--- EXERCISE TEXT ---
The rectus abdominis muscle, also known as the “abs and lower abdominals,” is a paired muscle running vertically on each side of the anterior wall of the human abdomen, as well as that of some other mammals.
more about Rectus abdominis muscle
There are two parallel muscles, separated by a midline band of connective tissue called the linea alba (“white line”). It extends from the pubic symphysis, pubic crest and pubic tubercle inferiorly, to the xiphoid process and costal cartilages of ribs V to VII superiorly.
It is contained in the rectus sheath, which consists of the aponeuroses of the lateral abdominal muscles.
Three bands of connective tissue called the tendinous intersections traverse the rectus abdominus, which separates this parallel muscle into eight distinct muscle bellies. In the abdominal region of well conditioned athletes, the three superior bellies on the left and right side of the umbilicus can be easily viewed externally resulting in the rectus abdominus being commonly referred to as the “six-pack.”
The rectus abdominis is a long flat muscle, which extends along the whole length of the front of the abdomen, and is separated from its fellow of the opposite side by the linea alba.
The upper portion, attached principally to the cartilage of the fifth rib, usually has some fibers of insertion into the anterior extremity of the rib itself.

--- THE DATA ---

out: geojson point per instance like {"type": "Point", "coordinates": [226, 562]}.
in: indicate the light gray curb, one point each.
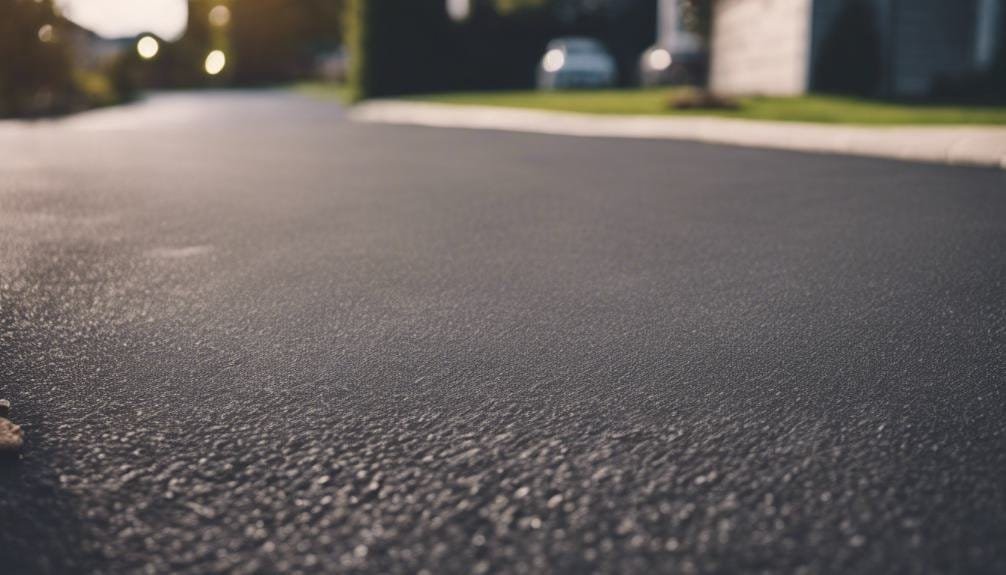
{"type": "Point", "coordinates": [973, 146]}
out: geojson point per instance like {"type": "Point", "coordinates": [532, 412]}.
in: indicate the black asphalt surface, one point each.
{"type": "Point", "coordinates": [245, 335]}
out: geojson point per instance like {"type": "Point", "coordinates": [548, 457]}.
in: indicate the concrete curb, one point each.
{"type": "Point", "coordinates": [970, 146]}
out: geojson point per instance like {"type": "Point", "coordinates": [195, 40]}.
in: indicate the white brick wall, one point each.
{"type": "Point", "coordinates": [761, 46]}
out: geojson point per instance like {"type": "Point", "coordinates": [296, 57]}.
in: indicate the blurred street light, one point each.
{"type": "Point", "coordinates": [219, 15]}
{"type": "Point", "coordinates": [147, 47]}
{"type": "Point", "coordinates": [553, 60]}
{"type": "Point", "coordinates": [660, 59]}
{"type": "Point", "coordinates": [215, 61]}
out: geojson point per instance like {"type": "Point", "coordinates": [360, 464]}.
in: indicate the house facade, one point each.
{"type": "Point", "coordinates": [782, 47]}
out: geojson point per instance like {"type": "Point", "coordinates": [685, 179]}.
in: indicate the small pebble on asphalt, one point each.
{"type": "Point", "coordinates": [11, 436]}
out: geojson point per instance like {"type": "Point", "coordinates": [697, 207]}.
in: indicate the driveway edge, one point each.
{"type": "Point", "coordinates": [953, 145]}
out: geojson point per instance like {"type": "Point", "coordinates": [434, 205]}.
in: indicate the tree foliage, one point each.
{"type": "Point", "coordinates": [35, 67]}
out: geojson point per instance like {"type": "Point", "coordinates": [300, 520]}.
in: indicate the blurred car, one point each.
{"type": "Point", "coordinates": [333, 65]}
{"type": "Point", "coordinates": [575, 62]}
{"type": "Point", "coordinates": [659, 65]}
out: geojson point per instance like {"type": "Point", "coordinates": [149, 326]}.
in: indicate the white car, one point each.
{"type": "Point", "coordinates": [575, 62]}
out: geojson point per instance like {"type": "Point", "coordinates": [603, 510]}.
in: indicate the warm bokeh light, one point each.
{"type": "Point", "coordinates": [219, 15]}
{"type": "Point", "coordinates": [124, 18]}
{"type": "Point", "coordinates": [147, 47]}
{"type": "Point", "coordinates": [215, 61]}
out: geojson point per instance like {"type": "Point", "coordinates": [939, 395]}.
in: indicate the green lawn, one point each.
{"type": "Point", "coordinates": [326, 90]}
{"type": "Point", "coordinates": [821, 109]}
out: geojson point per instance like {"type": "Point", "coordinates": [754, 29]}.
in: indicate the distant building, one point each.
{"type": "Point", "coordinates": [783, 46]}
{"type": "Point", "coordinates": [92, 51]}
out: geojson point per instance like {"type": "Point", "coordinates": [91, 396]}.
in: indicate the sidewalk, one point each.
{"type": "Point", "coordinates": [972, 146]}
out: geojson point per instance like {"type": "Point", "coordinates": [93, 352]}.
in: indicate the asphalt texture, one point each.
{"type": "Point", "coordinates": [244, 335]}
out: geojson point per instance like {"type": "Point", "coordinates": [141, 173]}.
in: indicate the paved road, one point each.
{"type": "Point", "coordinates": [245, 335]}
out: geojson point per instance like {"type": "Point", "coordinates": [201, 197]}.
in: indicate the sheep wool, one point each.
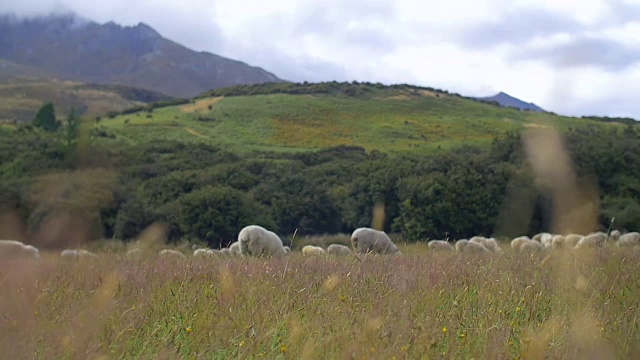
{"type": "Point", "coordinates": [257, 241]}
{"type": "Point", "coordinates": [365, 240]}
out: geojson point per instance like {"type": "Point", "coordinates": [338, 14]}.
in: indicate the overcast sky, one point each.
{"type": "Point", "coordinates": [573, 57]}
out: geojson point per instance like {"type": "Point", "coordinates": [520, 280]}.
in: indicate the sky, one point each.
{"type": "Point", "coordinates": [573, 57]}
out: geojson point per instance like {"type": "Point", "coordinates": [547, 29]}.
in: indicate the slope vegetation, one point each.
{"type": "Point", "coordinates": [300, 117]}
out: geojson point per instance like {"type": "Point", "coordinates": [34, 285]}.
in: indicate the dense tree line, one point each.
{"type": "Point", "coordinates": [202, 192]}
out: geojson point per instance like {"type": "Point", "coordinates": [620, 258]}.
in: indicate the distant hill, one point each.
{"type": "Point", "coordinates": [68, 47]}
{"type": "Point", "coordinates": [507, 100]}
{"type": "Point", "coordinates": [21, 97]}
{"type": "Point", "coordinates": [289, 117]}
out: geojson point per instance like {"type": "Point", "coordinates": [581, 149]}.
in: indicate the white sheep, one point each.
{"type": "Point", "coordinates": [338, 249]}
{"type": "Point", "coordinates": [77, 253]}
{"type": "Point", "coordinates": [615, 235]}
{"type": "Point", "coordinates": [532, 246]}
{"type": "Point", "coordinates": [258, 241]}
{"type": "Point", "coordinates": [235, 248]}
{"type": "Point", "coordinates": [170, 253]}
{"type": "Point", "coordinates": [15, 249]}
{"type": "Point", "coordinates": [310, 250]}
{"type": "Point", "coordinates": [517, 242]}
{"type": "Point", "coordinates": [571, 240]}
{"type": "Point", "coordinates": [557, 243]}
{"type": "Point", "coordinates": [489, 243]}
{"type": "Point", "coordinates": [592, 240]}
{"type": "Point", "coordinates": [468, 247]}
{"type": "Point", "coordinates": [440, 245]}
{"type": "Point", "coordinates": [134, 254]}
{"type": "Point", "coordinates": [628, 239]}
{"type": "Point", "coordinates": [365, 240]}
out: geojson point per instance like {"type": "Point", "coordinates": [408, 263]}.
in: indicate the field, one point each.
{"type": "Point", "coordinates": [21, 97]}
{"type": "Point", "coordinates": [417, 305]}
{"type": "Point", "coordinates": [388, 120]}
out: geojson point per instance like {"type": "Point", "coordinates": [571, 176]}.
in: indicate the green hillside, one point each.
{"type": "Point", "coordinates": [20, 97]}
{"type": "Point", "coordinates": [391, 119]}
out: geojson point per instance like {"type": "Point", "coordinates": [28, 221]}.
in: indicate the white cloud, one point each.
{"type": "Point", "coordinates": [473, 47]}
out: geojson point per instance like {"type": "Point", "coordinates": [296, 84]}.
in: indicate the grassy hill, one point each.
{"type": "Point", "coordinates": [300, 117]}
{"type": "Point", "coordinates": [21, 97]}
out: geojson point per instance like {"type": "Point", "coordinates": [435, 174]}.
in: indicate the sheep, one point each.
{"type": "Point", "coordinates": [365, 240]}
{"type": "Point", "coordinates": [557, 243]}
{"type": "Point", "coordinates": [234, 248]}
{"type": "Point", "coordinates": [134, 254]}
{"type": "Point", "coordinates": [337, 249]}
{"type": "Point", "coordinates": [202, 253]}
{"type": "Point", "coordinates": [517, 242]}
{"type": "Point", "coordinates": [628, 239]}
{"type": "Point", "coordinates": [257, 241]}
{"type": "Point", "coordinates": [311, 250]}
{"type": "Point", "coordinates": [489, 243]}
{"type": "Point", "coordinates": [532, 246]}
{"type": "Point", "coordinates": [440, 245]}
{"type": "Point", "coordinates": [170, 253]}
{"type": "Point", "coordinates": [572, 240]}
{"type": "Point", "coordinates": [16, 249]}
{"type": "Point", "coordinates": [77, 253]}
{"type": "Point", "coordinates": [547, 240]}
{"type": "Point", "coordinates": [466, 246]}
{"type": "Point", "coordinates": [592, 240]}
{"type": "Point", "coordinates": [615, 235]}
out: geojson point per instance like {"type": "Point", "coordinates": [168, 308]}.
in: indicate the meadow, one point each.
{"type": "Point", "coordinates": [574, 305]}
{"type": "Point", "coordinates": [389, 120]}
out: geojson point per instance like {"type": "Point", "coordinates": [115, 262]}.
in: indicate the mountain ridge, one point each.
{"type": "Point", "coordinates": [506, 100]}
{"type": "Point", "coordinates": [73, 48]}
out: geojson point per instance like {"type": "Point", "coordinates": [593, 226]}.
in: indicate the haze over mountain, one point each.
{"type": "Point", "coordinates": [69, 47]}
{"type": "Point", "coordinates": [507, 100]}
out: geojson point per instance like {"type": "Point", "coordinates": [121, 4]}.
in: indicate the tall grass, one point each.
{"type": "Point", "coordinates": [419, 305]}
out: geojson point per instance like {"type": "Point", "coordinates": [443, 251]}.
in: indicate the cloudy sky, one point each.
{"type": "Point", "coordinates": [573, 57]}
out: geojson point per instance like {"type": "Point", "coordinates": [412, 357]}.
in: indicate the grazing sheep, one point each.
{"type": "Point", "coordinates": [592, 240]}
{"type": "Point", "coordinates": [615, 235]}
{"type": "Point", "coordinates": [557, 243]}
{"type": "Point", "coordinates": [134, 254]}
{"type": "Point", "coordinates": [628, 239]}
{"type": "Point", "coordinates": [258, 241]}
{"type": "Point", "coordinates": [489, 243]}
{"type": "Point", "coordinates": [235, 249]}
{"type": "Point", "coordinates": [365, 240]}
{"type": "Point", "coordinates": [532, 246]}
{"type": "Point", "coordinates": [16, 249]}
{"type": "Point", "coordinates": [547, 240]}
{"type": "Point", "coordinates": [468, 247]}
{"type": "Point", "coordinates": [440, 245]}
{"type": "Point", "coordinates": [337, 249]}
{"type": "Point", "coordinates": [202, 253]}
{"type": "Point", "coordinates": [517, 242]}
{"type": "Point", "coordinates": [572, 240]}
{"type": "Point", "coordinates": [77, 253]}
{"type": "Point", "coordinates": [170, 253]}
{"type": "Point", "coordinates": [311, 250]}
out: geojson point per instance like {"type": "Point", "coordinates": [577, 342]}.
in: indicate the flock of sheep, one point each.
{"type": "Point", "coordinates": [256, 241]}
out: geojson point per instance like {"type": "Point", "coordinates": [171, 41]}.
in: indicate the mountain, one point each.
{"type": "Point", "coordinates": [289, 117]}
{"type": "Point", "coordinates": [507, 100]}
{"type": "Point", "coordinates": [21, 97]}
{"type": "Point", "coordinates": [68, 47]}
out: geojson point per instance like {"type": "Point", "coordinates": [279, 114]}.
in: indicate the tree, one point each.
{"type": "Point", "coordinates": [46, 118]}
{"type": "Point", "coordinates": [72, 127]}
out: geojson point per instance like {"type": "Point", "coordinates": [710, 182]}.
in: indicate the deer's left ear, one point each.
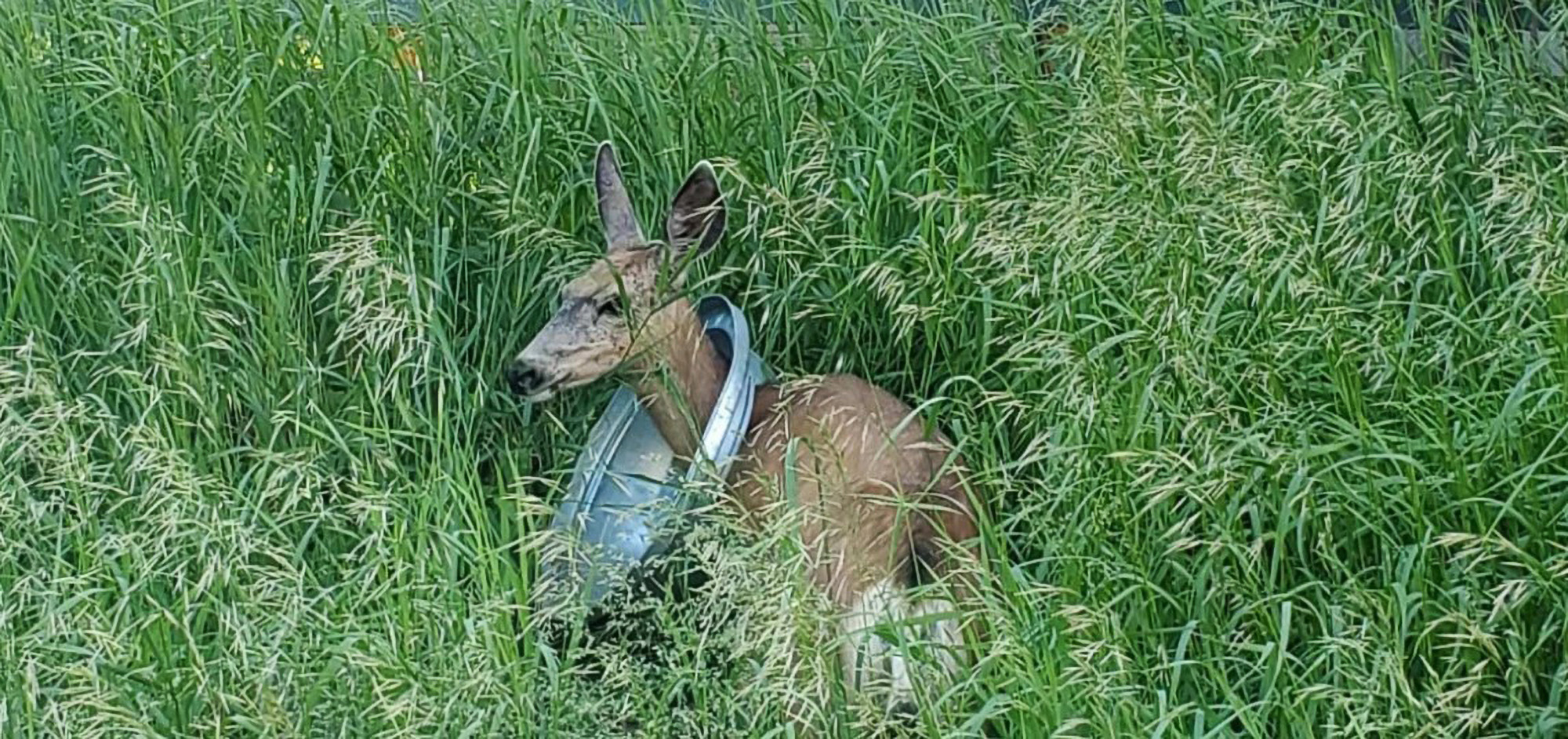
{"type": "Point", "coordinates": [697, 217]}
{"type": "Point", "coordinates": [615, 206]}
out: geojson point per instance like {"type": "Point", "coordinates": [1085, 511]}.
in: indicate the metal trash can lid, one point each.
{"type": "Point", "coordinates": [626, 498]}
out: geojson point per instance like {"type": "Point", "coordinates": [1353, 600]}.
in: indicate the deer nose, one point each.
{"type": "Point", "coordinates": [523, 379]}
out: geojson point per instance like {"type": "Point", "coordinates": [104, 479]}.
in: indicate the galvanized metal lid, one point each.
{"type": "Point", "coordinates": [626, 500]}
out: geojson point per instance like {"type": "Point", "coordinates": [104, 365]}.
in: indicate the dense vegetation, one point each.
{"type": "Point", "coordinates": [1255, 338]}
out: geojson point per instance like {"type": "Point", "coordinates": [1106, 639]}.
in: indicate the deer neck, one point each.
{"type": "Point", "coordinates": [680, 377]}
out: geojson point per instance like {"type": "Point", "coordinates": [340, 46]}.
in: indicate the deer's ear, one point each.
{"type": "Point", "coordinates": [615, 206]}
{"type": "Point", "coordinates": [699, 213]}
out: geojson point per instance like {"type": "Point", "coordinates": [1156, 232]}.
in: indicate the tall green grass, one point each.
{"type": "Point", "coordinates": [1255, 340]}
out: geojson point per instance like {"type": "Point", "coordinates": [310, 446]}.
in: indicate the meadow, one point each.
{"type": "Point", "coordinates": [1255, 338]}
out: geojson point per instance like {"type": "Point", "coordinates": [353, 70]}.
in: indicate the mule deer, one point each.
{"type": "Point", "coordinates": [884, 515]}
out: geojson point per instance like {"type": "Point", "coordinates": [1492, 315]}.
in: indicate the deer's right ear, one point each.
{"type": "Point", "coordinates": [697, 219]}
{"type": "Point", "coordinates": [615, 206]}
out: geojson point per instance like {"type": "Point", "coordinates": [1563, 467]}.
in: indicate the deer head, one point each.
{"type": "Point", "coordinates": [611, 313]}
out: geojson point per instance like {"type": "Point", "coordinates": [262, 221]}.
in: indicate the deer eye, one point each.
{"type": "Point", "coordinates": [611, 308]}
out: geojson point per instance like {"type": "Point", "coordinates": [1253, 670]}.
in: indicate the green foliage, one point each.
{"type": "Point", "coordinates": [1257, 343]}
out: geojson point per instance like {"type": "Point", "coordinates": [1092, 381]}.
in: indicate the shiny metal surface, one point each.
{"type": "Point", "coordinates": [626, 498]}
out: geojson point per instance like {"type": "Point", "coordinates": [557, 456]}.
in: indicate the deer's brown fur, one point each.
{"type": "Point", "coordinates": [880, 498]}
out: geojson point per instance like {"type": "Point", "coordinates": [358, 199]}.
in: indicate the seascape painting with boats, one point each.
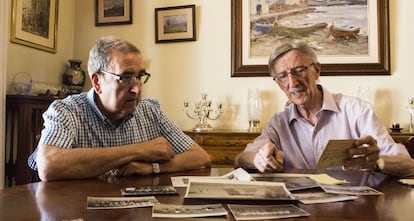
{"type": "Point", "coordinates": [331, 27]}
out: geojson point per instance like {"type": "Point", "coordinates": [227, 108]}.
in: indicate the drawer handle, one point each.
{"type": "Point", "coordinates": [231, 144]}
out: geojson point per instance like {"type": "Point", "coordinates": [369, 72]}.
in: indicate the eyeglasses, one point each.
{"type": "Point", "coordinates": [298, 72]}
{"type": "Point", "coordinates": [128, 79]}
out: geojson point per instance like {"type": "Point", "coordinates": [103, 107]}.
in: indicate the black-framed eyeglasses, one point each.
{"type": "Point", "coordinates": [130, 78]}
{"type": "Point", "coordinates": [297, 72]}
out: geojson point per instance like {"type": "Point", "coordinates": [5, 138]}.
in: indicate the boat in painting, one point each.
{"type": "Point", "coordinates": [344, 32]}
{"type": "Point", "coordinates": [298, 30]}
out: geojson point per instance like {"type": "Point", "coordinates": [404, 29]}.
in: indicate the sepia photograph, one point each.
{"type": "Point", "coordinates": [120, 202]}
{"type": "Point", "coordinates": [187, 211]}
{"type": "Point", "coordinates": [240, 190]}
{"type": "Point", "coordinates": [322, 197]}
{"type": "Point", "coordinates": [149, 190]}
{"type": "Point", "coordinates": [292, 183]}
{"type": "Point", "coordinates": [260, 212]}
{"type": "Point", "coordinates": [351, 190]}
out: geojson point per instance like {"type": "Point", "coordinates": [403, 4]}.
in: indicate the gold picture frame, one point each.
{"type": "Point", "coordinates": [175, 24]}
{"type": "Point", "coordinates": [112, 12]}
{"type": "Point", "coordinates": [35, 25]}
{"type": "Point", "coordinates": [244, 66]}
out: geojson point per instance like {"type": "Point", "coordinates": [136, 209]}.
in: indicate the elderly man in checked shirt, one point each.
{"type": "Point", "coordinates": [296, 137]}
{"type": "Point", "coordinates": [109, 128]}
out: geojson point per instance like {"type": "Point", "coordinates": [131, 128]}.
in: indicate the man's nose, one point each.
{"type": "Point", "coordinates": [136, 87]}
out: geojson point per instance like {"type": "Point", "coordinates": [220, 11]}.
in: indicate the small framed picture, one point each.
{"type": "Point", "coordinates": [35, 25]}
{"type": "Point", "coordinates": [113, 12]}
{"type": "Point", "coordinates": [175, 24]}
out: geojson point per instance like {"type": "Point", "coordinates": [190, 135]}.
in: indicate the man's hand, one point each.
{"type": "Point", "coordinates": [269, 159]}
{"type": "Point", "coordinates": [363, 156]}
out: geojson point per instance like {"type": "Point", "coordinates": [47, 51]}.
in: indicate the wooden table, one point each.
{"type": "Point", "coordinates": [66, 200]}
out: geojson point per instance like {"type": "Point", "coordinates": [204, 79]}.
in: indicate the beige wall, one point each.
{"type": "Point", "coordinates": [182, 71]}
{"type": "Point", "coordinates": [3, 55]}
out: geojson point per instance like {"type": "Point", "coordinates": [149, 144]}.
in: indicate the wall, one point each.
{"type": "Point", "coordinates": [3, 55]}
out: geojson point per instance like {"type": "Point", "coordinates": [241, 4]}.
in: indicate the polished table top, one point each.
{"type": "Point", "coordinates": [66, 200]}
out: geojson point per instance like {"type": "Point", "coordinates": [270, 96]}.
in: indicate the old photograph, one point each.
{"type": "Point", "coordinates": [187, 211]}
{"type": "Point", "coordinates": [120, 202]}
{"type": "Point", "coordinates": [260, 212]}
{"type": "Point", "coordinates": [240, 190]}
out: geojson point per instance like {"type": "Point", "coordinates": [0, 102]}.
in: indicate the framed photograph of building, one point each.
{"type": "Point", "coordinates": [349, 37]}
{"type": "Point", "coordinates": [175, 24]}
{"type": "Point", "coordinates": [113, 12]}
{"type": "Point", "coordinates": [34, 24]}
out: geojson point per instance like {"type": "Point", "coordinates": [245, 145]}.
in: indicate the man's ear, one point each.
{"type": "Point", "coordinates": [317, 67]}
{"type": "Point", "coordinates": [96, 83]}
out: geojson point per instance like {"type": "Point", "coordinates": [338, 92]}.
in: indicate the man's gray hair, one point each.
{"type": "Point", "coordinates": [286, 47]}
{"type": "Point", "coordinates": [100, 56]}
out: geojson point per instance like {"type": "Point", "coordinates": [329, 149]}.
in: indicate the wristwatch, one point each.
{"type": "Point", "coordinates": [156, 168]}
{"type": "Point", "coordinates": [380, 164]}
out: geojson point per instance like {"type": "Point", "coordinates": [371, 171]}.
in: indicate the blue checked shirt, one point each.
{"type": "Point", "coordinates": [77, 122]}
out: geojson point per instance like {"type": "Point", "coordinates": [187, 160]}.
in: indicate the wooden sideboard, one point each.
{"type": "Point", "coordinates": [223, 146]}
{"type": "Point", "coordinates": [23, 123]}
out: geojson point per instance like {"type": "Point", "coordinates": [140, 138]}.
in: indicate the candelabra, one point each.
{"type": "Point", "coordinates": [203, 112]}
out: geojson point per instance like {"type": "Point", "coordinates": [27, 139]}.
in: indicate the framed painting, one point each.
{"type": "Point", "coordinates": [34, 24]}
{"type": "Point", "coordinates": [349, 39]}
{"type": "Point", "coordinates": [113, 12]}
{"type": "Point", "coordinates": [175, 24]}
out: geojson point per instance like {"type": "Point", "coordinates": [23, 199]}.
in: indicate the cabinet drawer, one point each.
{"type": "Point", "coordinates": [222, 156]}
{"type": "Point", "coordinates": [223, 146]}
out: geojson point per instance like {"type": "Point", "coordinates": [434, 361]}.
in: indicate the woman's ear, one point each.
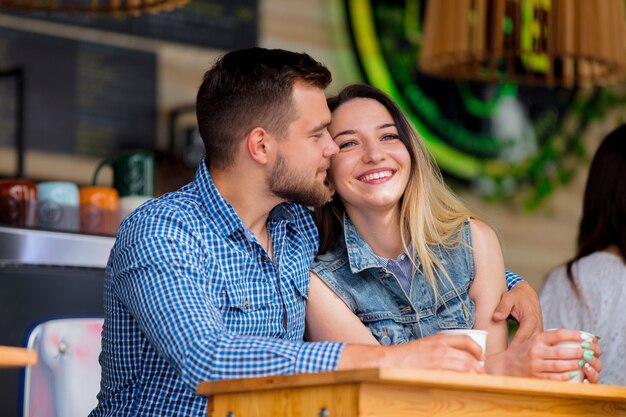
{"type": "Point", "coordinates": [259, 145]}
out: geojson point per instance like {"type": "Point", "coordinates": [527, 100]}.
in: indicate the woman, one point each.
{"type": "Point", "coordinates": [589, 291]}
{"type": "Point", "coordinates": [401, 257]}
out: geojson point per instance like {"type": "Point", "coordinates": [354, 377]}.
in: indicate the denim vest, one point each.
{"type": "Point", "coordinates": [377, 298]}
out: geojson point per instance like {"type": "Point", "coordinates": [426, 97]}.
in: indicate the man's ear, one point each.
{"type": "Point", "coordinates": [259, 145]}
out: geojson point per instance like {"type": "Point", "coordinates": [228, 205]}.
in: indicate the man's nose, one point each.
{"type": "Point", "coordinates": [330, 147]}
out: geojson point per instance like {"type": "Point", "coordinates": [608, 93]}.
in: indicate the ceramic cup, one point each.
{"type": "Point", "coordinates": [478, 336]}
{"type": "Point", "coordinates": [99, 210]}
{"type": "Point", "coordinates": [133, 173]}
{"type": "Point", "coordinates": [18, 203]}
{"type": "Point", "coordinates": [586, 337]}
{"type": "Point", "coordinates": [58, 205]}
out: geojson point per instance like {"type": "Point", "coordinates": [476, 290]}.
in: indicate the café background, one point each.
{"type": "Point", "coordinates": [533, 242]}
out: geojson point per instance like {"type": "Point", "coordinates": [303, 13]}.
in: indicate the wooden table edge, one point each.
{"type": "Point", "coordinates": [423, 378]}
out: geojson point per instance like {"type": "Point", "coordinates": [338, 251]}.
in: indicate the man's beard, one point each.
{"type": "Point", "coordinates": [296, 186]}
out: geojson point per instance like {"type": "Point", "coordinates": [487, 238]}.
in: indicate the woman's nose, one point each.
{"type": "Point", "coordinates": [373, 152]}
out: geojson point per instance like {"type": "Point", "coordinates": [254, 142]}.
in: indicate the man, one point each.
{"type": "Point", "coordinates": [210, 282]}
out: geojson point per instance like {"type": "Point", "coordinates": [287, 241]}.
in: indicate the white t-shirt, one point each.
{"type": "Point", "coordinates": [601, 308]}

--- REQUIRED ACTION 1 ---
From the passage on the rectus abdominis muscle, reproduce the portion that begins with the words containing "It is contained" and ends with "the rib itself.".
--- REQUIRED ACTION 2 ---
According to the passage on the rectus abdominis muscle, into how many distinct muscle bellies do the tendinous intersections separate the muscle?

--- ANSWER 1 ---
It is contained in the rectus sheath, which consists of the aponeuroses of the lateral abdominal muscles.
Three bands of connective tissue called the tendinous intersections traverse the rectus abdominus, which separates this parallel muscle into eight distinct muscle bellies. In the abdominal region of well conditioned athletes, the three superior bellies on the left and right side of the umbilicus can be easily viewed externally resulting in the rectus abdominus being commonly referred to as the “six-pack.”
The rectus abdominis is a long flat muscle, which extends along the whole length of the front of the abdomen, and is separated from its fellow of the opposite side by the linea alba.
The upper portion, attached principally to the cartilage of the fifth rib, usually has some fibers of insertion into the anterior extremity of the rib itself.

--- ANSWER 2 ---
Eight.